### THE REQUEST
Copy the material below line for line, with no changes.

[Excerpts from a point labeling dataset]

* * * * * * *

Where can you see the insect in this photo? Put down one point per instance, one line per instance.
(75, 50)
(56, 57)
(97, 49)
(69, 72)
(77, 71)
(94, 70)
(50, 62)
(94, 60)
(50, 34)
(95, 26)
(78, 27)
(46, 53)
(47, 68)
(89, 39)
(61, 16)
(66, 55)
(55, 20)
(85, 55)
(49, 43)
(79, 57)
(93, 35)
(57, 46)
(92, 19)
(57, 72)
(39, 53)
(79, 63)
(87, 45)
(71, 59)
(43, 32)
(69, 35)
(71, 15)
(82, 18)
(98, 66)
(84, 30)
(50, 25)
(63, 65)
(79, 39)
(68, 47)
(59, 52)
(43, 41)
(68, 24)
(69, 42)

* * * * * * *

### ANSWER TO THE EXERCISE
Where can you see the insect in this photo? Put down one point per instance, one line per instance.
(75, 50)
(56, 57)
(97, 49)
(69, 72)
(77, 71)
(94, 70)
(50, 62)
(94, 60)
(50, 34)
(95, 26)
(78, 27)
(46, 53)
(47, 68)
(89, 39)
(61, 16)
(66, 55)
(55, 20)
(85, 55)
(49, 43)
(79, 57)
(93, 35)
(57, 46)
(92, 19)
(57, 72)
(39, 53)
(79, 63)
(87, 45)
(71, 59)
(43, 32)
(69, 35)
(71, 15)
(82, 18)
(98, 66)
(84, 30)
(50, 25)
(63, 65)
(79, 39)
(68, 47)
(59, 52)
(43, 41)
(68, 24)
(69, 42)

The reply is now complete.